──────── Excerpted records

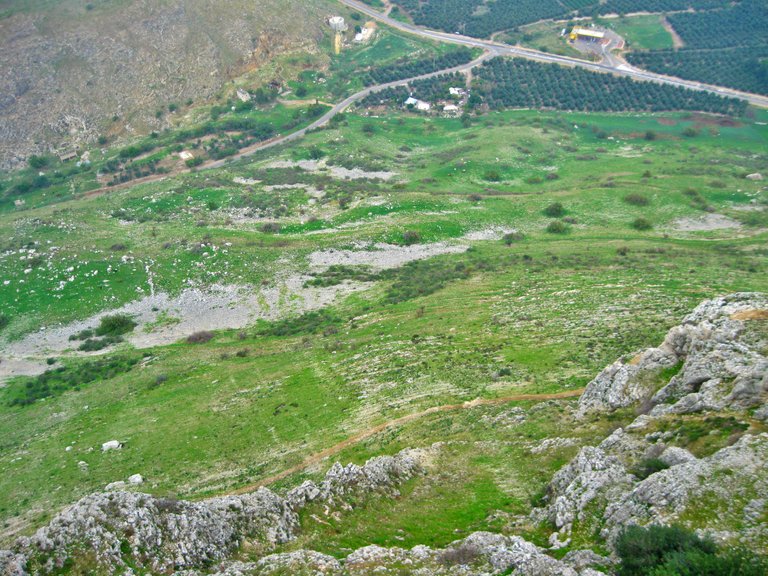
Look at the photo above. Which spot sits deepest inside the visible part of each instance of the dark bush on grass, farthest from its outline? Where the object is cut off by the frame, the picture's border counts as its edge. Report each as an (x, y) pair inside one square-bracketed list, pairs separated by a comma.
[(512, 237), (58, 380), (270, 228), (554, 210), (636, 199), (558, 227), (649, 466), (411, 237), (675, 551), (94, 344), (308, 323), (642, 224), (200, 337)]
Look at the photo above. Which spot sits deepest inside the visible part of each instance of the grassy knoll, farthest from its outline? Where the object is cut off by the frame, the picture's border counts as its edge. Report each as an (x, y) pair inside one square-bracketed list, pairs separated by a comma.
[(641, 32), (540, 313)]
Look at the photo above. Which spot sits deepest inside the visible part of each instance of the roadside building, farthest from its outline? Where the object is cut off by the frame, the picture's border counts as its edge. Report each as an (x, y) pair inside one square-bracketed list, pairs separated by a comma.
[(417, 104), (587, 35)]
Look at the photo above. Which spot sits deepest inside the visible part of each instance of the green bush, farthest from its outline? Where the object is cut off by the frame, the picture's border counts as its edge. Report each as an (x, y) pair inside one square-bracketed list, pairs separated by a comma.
[(25, 391), (512, 237), (307, 323), (558, 227), (115, 325), (636, 199), (554, 210), (675, 551), (649, 466), (642, 224)]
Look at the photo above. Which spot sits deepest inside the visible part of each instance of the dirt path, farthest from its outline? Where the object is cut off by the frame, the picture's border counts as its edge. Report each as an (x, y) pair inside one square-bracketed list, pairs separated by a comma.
[(365, 434)]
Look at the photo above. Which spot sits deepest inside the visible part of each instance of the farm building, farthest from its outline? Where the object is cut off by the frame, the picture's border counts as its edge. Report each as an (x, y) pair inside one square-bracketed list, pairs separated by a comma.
[(587, 35), (418, 104)]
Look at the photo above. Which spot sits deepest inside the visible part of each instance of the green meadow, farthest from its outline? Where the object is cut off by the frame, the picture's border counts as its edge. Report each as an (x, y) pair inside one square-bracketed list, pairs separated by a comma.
[(525, 307)]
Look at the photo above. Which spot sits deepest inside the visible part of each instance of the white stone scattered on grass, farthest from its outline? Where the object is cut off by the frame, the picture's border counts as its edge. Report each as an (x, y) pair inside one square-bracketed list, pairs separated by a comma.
[(111, 445)]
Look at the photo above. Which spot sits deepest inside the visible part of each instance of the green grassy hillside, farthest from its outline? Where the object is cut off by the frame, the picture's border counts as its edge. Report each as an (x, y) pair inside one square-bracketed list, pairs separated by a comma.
[(655, 215)]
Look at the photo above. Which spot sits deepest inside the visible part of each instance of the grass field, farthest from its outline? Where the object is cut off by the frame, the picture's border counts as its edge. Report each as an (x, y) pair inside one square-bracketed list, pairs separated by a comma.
[(541, 313), (641, 32)]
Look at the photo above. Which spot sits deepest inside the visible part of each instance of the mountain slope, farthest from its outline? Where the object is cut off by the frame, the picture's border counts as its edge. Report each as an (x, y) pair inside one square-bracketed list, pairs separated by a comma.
[(71, 71)]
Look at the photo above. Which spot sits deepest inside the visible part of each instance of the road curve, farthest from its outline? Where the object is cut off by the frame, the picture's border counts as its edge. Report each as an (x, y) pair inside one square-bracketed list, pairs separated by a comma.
[(501, 49)]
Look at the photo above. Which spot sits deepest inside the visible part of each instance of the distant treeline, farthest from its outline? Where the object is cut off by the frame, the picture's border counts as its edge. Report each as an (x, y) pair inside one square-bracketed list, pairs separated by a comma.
[(517, 83), (727, 47)]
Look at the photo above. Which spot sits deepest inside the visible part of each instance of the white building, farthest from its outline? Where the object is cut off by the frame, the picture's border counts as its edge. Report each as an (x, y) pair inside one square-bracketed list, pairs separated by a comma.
[(418, 104)]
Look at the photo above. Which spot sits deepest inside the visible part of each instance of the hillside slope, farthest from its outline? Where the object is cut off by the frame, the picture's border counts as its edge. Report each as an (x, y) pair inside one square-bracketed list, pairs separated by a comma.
[(70, 71)]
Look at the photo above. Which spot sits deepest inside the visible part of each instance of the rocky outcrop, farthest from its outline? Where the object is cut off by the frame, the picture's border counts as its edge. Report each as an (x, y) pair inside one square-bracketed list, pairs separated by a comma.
[(480, 553), (723, 364), (722, 368), (115, 530), (382, 474), (70, 73)]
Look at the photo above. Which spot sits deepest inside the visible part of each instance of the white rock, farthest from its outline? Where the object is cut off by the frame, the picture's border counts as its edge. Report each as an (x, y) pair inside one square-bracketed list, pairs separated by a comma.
[(111, 445)]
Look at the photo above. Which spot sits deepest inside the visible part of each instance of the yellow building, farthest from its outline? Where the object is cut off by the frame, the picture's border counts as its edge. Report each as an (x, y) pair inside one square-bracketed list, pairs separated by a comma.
[(587, 34)]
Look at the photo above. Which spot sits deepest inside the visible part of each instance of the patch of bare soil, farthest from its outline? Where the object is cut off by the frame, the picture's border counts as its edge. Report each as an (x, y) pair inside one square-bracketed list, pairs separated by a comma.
[(336, 171), (163, 319), (750, 315), (365, 434), (677, 42), (381, 256)]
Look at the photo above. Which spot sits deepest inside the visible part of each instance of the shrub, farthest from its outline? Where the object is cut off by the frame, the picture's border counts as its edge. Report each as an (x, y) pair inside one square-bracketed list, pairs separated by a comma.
[(636, 199), (270, 228), (512, 237), (558, 227), (58, 380), (649, 466), (554, 210), (642, 224), (115, 325), (675, 551), (200, 337), (411, 237)]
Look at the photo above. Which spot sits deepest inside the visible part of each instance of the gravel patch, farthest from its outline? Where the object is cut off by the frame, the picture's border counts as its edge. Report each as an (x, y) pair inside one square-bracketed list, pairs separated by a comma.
[(336, 171), (381, 256), (193, 310), (706, 223)]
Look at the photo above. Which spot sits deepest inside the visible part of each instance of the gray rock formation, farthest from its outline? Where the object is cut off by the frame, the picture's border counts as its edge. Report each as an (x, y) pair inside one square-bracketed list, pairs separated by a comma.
[(723, 364), (723, 368)]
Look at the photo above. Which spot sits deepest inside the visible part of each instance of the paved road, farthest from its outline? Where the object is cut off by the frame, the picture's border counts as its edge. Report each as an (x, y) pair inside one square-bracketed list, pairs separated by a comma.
[(343, 105), (500, 49)]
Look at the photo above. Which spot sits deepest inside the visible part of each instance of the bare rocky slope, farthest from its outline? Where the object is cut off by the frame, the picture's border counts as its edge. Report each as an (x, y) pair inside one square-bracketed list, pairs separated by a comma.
[(70, 71), (709, 370)]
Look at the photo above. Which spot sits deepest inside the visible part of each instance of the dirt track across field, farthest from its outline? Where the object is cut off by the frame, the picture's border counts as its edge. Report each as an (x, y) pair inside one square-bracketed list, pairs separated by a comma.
[(365, 434)]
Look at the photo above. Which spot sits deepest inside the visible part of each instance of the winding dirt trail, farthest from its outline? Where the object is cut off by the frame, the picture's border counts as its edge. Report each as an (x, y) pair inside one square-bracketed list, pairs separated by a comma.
[(365, 434)]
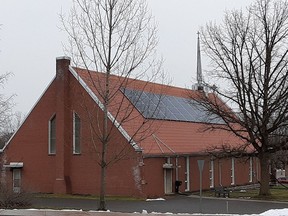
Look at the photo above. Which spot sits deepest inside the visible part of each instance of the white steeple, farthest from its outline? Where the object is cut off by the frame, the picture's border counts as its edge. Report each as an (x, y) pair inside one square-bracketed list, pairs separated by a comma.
[(199, 67)]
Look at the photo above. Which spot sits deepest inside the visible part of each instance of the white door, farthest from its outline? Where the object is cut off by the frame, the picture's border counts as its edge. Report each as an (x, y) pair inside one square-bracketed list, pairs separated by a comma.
[(168, 181), (16, 180)]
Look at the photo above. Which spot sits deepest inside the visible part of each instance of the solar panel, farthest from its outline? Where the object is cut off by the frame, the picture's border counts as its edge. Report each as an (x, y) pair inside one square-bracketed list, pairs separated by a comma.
[(166, 107)]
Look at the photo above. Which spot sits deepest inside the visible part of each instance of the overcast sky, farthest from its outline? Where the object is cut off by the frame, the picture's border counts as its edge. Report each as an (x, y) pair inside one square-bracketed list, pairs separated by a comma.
[(30, 40)]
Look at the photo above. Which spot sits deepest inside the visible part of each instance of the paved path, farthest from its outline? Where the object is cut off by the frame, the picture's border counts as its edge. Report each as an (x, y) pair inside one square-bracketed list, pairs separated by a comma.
[(174, 204), (188, 205)]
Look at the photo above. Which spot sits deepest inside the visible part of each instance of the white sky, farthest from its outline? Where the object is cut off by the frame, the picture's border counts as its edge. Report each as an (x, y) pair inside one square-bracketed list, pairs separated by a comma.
[(30, 40)]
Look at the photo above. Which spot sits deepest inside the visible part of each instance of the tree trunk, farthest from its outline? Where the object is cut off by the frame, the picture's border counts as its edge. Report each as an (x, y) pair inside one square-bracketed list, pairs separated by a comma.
[(265, 174)]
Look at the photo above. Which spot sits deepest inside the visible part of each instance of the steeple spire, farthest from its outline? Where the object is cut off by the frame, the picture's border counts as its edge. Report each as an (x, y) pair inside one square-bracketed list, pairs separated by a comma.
[(199, 67)]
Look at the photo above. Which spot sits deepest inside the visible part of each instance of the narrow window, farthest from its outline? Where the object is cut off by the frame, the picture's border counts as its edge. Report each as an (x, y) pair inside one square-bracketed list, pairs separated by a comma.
[(251, 169), (76, 134), (16, 180), (232, 171), (211, 172), (52, 135), (187, 175)]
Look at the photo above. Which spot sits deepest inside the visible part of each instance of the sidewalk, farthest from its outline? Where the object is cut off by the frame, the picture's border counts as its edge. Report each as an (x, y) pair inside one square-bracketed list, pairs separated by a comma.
[(46, 212)]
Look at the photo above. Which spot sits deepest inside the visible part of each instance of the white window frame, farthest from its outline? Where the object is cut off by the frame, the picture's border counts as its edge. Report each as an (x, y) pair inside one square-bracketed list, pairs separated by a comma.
[(16, 186), (250, 169), (50, 152), (232, 171), (187, 174), (74, 134), (211, 173)]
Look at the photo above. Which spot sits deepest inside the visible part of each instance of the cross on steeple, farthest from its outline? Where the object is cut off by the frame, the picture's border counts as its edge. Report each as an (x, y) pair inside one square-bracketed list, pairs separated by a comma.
[(199, 67)]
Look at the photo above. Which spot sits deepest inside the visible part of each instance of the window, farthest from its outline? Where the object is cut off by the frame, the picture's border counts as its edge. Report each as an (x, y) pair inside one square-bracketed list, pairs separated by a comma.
[(76, 134), (232, 171), (187, 175), (16, 180), (250, 169), (211, 173), (52, 135)]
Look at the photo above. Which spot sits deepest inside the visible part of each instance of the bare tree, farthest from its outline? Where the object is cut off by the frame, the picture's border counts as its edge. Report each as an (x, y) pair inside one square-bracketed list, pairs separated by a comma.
[(248, 52), (115, 37), (6, 105)]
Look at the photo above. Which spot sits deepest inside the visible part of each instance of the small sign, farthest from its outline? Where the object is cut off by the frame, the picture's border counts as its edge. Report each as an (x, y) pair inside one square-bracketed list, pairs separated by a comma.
[(200, 165)]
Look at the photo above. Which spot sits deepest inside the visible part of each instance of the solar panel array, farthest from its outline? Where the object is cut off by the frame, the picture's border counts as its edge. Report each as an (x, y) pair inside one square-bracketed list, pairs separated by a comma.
[(166, 107)]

────────────────

■ **To do**: Please write out the lines from the one containing "of the mountain" to the one containing "[(517, 83), (727, 47)]", both included, exactly as they appear in the items above.

■ **Correct response**:
Look at the photo above. Which spot sits deepest inside the visible part of each instance of the mountain slope, farthest from its outline? Where the object is cut off by the frame, the picture's border counts as its edge. Report each as an (x, y) pair inside one square-bracketed list, pairs separated by a comma.
[(71, 71)]
Look at the photo above. Which spot sits deepest inside the visible part of each instance of the road curve, farthest from its outline? Where the object is cut off by the frame, the picture's border counts as its edge. Report each as an (x, y) pair inside one square-bracketed list, pairs separated by a comma.
[(501, 49)]
Look at the photo above. Which spot sits deepest inside the visible part of each instance of the distant treeline, farthest from its outline? Where the object is cut off by the frame, the picture's border counts as its edge. Report each as an (x, y) pair inside one square-bracketed list, pairs separated by a comma.
[(517, 83), (727, 47)]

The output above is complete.